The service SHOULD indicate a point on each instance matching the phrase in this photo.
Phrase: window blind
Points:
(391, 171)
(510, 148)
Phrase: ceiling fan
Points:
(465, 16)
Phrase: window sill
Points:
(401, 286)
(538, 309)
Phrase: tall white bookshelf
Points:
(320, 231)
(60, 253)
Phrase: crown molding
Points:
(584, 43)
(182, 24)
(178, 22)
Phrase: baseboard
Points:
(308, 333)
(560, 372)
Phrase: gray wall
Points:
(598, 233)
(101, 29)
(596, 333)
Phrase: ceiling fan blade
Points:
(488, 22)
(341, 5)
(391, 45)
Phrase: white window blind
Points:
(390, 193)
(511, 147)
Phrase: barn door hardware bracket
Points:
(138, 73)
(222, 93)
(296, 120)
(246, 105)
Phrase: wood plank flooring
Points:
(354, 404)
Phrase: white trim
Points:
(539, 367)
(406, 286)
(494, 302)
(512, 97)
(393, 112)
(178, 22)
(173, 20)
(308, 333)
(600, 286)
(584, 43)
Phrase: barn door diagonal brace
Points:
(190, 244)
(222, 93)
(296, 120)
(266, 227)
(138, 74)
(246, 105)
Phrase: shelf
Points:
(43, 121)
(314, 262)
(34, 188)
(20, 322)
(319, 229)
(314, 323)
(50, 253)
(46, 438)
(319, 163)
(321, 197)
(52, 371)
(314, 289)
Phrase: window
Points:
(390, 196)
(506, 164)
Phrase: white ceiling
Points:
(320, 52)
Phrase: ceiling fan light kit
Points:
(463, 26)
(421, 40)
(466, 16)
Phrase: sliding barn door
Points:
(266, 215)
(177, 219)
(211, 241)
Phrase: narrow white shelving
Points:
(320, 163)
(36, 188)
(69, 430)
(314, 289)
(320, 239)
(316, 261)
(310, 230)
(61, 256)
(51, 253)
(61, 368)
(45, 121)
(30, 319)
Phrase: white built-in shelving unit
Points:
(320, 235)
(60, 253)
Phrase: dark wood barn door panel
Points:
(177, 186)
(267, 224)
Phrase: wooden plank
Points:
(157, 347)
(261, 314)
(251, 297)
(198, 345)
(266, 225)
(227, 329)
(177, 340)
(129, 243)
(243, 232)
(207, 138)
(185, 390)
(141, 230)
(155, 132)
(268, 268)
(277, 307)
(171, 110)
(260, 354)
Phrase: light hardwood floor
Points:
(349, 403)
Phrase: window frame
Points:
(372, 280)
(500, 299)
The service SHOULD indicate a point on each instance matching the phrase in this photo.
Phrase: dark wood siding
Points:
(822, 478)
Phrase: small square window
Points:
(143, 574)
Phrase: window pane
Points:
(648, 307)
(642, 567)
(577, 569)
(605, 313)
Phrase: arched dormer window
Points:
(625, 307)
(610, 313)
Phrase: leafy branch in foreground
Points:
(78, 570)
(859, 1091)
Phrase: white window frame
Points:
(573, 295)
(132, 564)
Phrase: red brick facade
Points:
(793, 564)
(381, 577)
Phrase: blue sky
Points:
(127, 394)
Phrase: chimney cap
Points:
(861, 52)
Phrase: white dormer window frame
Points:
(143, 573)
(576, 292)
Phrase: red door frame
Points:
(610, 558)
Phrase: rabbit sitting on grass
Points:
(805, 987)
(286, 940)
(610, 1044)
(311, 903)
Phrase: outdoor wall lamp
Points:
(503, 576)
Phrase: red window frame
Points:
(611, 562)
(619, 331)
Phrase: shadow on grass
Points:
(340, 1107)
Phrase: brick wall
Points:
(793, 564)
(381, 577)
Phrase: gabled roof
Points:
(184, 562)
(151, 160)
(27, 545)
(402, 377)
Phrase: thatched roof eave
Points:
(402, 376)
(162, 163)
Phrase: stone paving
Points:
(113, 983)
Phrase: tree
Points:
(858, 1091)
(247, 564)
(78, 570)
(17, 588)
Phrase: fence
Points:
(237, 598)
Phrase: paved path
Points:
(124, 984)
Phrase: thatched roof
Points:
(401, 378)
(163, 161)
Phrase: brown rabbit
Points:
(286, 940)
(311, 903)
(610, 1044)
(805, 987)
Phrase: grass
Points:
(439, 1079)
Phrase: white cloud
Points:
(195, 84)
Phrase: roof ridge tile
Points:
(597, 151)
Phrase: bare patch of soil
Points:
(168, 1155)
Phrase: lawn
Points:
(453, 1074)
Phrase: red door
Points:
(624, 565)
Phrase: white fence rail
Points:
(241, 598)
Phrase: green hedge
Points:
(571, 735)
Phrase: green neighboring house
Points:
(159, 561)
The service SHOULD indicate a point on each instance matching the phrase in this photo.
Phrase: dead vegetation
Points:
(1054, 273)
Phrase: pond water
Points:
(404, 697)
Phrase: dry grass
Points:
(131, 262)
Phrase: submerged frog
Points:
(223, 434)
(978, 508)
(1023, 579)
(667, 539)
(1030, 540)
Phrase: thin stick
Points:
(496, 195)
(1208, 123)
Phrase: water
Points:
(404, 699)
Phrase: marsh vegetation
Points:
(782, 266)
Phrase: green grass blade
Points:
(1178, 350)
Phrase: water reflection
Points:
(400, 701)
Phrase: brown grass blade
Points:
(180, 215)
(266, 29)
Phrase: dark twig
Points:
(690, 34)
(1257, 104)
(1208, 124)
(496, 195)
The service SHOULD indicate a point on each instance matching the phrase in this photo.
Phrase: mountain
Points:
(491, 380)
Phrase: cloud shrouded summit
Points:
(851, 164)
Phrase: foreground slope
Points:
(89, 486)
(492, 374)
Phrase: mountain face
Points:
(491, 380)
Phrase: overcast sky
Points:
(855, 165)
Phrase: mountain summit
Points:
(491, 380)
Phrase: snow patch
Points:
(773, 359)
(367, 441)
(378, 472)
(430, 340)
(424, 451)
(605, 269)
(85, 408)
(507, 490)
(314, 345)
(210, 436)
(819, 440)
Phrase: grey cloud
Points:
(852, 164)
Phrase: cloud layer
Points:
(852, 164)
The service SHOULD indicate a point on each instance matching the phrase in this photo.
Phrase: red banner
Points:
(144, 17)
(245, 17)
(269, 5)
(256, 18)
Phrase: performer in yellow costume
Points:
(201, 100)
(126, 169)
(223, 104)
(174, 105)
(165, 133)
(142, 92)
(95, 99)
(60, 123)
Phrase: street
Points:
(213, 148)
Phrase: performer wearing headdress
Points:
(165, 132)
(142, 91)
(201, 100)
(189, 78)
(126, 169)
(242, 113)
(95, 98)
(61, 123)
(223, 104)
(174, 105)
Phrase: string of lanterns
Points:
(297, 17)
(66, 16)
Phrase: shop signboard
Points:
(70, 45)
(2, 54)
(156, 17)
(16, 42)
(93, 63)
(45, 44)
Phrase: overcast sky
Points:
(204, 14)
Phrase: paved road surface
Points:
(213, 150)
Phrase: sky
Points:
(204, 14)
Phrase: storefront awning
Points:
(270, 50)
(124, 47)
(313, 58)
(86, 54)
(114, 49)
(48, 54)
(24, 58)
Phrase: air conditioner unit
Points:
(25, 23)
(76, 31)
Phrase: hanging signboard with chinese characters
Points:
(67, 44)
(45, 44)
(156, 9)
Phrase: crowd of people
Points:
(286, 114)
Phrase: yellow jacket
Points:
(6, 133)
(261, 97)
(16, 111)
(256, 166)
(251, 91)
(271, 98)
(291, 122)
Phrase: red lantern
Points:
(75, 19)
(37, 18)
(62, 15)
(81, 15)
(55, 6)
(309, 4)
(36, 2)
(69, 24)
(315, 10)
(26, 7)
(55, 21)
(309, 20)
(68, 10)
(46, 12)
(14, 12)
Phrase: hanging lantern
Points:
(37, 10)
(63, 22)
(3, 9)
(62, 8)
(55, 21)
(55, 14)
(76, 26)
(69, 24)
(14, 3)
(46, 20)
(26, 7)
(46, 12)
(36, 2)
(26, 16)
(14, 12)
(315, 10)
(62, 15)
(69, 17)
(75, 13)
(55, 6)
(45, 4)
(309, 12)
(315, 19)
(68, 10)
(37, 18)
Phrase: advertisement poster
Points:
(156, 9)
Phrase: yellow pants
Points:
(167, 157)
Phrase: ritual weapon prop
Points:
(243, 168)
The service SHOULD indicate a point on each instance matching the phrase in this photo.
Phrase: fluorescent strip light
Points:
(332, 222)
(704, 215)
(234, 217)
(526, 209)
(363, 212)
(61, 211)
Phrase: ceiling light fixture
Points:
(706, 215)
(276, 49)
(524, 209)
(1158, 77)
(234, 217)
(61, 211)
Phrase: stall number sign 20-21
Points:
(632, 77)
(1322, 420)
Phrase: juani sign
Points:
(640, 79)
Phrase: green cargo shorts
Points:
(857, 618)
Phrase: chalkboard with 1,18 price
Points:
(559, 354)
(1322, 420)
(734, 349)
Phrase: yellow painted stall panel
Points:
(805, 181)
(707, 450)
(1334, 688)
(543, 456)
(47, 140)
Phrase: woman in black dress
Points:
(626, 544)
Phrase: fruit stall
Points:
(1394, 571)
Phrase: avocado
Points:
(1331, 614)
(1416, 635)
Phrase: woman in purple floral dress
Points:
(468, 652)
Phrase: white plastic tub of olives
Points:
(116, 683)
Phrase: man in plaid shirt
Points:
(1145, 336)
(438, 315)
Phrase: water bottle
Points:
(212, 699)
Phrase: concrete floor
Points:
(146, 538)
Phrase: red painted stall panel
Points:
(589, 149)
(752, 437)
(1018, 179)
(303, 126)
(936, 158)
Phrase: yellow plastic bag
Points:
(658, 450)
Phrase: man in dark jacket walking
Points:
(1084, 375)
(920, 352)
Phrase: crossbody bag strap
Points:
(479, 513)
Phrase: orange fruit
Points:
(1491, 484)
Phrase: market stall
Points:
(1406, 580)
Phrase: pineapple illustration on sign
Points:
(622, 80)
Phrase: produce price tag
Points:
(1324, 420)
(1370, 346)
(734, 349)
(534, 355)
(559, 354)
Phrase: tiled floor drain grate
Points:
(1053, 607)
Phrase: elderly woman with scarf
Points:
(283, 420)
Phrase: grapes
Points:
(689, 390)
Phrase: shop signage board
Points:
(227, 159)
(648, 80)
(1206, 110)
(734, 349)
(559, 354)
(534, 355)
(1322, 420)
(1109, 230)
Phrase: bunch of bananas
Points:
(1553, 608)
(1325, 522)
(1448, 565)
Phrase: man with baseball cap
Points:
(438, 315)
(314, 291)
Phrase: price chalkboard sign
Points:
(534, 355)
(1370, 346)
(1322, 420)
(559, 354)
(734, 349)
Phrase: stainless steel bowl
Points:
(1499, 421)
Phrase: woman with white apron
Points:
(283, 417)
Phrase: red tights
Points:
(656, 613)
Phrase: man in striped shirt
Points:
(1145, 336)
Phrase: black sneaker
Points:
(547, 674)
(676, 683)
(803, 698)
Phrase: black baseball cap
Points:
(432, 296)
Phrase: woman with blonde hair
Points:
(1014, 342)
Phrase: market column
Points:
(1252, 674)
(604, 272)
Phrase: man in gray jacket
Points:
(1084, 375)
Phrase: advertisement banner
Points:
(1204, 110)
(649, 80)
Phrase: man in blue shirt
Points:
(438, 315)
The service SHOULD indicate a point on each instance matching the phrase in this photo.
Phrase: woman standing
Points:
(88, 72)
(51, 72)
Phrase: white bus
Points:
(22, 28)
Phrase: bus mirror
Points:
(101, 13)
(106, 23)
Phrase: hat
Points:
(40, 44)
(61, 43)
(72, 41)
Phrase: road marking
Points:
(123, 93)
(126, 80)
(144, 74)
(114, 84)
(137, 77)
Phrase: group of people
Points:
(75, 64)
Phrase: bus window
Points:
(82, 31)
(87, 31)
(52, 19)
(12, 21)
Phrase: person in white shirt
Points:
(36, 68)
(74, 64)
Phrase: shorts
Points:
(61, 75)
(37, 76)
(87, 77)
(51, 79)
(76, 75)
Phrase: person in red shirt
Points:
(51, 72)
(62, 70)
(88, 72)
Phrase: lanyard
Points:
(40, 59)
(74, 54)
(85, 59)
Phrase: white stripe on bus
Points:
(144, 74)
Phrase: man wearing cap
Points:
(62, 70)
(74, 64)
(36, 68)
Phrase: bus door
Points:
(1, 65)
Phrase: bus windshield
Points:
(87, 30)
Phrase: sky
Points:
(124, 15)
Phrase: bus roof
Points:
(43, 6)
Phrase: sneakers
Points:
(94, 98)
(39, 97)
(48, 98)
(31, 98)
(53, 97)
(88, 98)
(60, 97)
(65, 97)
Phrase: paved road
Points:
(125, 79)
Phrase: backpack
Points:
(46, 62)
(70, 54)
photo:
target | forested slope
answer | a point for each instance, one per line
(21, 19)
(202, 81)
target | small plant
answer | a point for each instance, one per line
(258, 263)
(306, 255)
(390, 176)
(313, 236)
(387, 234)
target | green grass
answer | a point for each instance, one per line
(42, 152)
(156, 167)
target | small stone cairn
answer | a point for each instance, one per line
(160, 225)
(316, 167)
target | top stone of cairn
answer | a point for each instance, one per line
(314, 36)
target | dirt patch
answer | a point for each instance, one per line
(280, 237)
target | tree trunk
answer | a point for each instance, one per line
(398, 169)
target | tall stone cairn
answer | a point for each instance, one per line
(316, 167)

(Exercise prompt) Copy out the listing above, line by line and exactly, from its first line to the line holding "Phrase: tall white bookshelf", inclusive.

(Exercise response)
The service SHOULD indicate a point on each instance matching the phrase in this photo.
Phrase: window blind
Points:
(391, 171)
(510, 148)
Phrase: ceiling fan
Points:
(465, 16)
Phrase: window sill
Points:
(401, 286)
(538, 309)
Phrase: tall white bookshelf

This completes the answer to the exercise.